··· Passage shown
Thuja occidentalis ‘Techny’ #3 (American Arborvitae)October 11, 2022
Viburnum lentago #3 (Nannyberry Viburnum)October 12, 2022
Larix laricina #2 (American Larch / Tamarack)
-Part Sun, Full Sun
-Wet to Moist Soil (FACW)
-40-80′ Tall by 15-30′ Wide
-Slender Pyramidal growth habit
-Ohio Native (Northern)
Out of stock
American Larch, also known as Tamarack, is a deciduous conifer native to the northernmost parts of North America down to northern Ohio. It is adapted to live in wet, boggy soil with an acidic pH where its roots remain cool year-round. The blue-green foliage turns entirely brilliant yellow in fall before all the needles drop in order to get through the coldest of cold weather unscathed. These trees are not tolerant of dry, hot summers, shallow, poor soils, shady conditions, or urban pollutants. They would prefer to be planted in consistently wet or moist soils, with deep mulch (pine bark or pine needles would be best to help lower the pH) to keep the root zone cool through the summer months.
In ideal growing conditions, Tamaracks can grow to be very tall and provide nesting sites for Bald Eagles and Ospreys. Because the trees lose their needles in the winter, they are not a good source of protective cover for wildlife during the cold months and cannot perform the role of a windbreak. The seeds are a source of food for Pine Siskins, and the foliage is host to some 121 species of Lepidoptera throughout its range.
······
··· Study material
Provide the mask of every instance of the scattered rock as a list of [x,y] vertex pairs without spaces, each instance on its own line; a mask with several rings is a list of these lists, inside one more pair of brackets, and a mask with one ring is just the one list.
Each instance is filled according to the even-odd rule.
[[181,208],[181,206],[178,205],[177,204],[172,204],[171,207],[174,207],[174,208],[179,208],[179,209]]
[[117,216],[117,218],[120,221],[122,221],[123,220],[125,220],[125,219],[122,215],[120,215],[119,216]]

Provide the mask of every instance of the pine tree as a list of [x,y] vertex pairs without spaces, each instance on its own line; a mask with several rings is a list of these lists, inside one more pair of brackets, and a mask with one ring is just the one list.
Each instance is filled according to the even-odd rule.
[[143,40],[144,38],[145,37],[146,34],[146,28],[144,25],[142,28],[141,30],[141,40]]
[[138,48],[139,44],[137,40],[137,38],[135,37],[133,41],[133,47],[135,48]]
······
Work item A: Based on the American Larch text, do the following statements agree with it? Answer yes or no for each and quote the words that decide it. (i) The foliage turns yellow in fall before the needles drop. (ii) Tamaracks work well as a windbreak. (iii) The tree is listed as available.
Work item B: Name every bird that the American Larch text mentions.
Work item C: Rewrite the stretch of the American Larch text from "-Part Sun, Full" through "the summer months.", changing "boggy" to "marshy".

Task response A:
(i) Yes: "The blue-green foliage turns entirely brilliant yellow in fall before all the needles drop"
(ii) No: "cannot perform the role of a windbreak"
(iii) No: "Out of stock"

Task response B: Bald Eagles, Ospreys, Pine Siskins

Task response C:
-Part Sun, Full Sun
-Wet to Moist Soil (FACW)
-40-80′ Tall by 15-30′ Wide
-Slender Pyramidal growth habit
-Ohio Native (Northern)
Out of stock
American Larch, also known as Tamarack, is a deciduous conifer native to the northernmost parts of North America down to northern Ohio. It is adapted to live in wet, marshy soil with an acidic pH where its roots remain cool year-round. The blue-green foliage turns entirely brilliant yellow in fall before all the needles drop in order to get through the coldest of cold weather unscathed. These trees are not tolerant of dry, hot summers, shallow, poor soils, shady conditions, or urban pollutants. They would prefer to be planted in consistently wet or moist soils, with deep mulch (pine bark or pine needles would be best to help lower the pH) to keep the root zone cool through the summer months.